_Exercise brief_: Pictures aside, write out every record exactly as it appears.

_Data listing_:
- - -
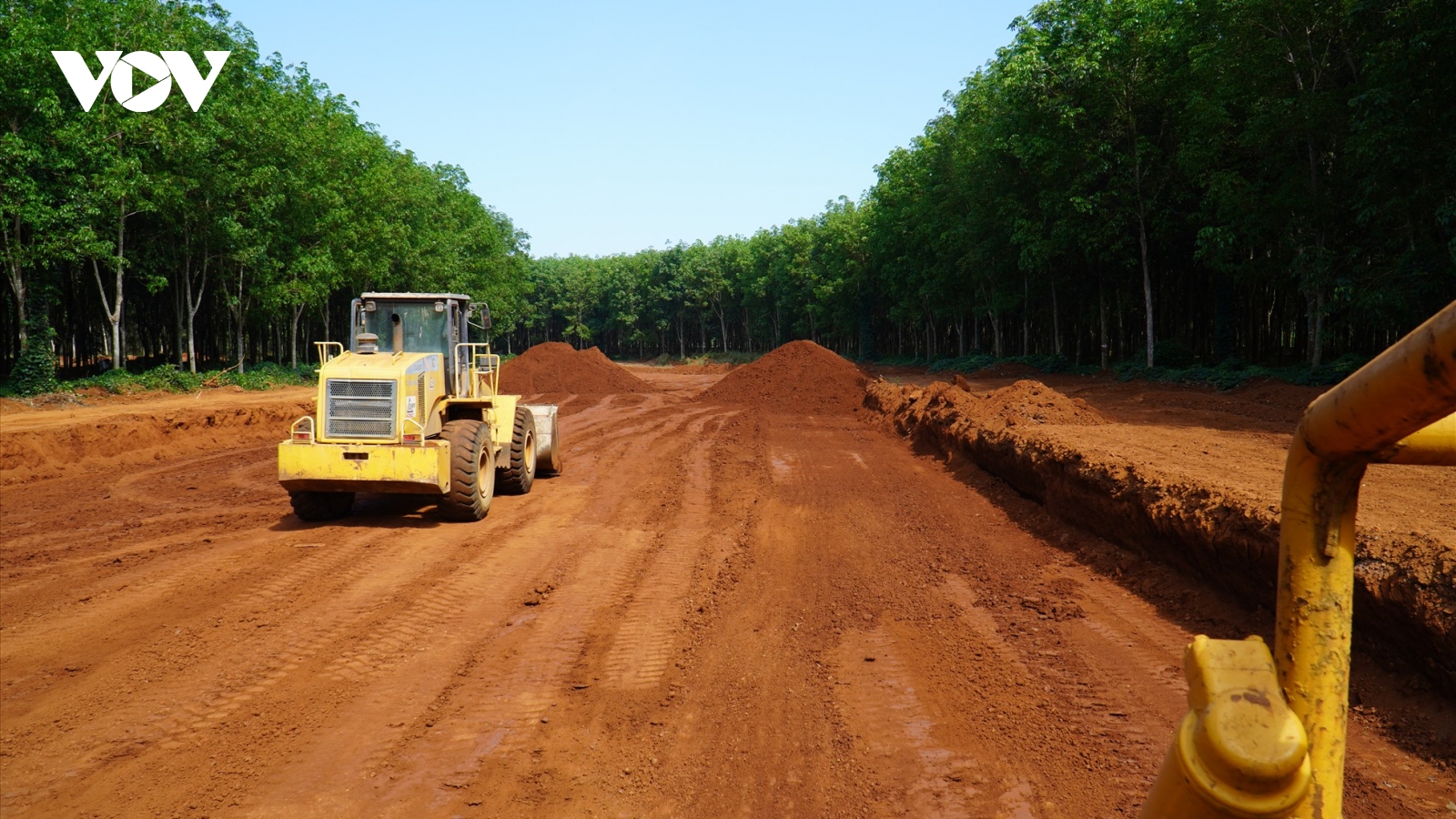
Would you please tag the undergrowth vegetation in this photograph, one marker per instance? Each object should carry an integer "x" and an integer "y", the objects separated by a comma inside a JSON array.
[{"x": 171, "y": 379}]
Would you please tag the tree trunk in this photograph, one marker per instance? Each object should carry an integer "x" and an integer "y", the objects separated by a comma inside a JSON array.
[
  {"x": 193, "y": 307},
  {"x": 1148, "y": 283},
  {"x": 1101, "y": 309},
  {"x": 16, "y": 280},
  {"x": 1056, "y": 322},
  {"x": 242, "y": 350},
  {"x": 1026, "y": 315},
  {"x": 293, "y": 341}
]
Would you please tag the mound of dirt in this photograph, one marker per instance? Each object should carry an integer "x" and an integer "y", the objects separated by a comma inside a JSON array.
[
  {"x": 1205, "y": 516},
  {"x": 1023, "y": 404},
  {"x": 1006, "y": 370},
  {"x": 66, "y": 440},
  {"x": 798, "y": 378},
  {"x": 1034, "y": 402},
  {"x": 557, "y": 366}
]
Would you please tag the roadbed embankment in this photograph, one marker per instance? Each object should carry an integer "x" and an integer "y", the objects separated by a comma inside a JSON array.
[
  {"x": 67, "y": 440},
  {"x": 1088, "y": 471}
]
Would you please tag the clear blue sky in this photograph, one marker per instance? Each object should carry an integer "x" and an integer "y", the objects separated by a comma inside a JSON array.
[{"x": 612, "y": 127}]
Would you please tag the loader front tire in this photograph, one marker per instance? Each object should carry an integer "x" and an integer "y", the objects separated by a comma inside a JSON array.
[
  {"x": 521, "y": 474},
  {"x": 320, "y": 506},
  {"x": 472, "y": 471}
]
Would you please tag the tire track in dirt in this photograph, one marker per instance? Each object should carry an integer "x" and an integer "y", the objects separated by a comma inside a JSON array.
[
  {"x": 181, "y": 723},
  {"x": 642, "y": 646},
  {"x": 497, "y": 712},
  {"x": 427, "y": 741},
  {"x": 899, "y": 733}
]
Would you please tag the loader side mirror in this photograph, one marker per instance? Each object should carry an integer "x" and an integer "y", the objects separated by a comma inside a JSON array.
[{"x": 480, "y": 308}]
- - -
_Solved exercise_:
Would you please tag the undergrowth vegetation in this photograph, one marker per instance? Each object should carry an integer "x" and an integer "y", the objects separated by a comma inside a JSON array.
[{"x": 171, "y": 379}]
Would you please tag the tree trunk in this photograph, one marker per instance? Each object should carry an integer "x" and an integer "y", the objects separated by a comma inside a JSON array.
[
  {"x": 193, "y": 307},
  {"x": 1148, "y": 283},
  {"x": 1101, "y": 309},
  {"x": 16, "y": 280},
  {"x": 1056, "y": 322},
  {"x": 242, "y": 350},
  {"x": 1026, "y": 315},
  {"x": 293, "y": 341}
]
Would you please tag the mound of dirt in this photograph, one marker per instance? Each object should carry an integer "x" and an integer "y", the objects separated by a comma inside a JSON array.
[
  {"x": 1205, "y": 516},
  {"x": 1023, "y": 404},
  {"x": 1006, "y": 370},
  {"x": 66, "y": 440},
  {"x": 798, "y": 378},
  {"x": 1034, "y": 402},
  {"x": 557, "y": 366}
]
Would you please tag the roadbed embankment in this photograph, one marker per instance? Each object should carry an integer "x" and an integer "y", the objects separated by a comma inside a JSON array.
[
  {"x": 67, "y": 440},
  {"x": 1088, "y": 471}
]
Would you please tag the clear blue sky in this photograph, one marker per instance? Each object should carry an integer "x" and an integer "y", the objects separated by a comma inside a JSON array.
[{"x": 612, "y": 127}]
Would you please tag the loader front tire in this photograph, one marker per instance? Each object should carry an integer "x" and an integer "y", the objects separated by a comma inside a JSON array.
[
  {"x": 521, "y": 474},
  {"x": 320, "y": 506},
  {"x": 472, "y": 471}
]
Would you please tag the tire track in dirt in this photograph, one marker per instance? Each object should carry an integer "x" and an integer "y", the objects separated by a comma inside a JSON array.
[
  {"x": 181, "y": 723},
  {"x": 642, "y": 646},
  {"x": 497, "y": 712},
  {"x": 427, "y": 741},
  {"x": 899, "y": 733}
]
Would you please tag the loader side mirror in this photograph, one marker per instance? Each object should carry an integer "x" and an integer "y", the objects separated by a comma inside a JSON array.
[{"x": 480, "y": 308}]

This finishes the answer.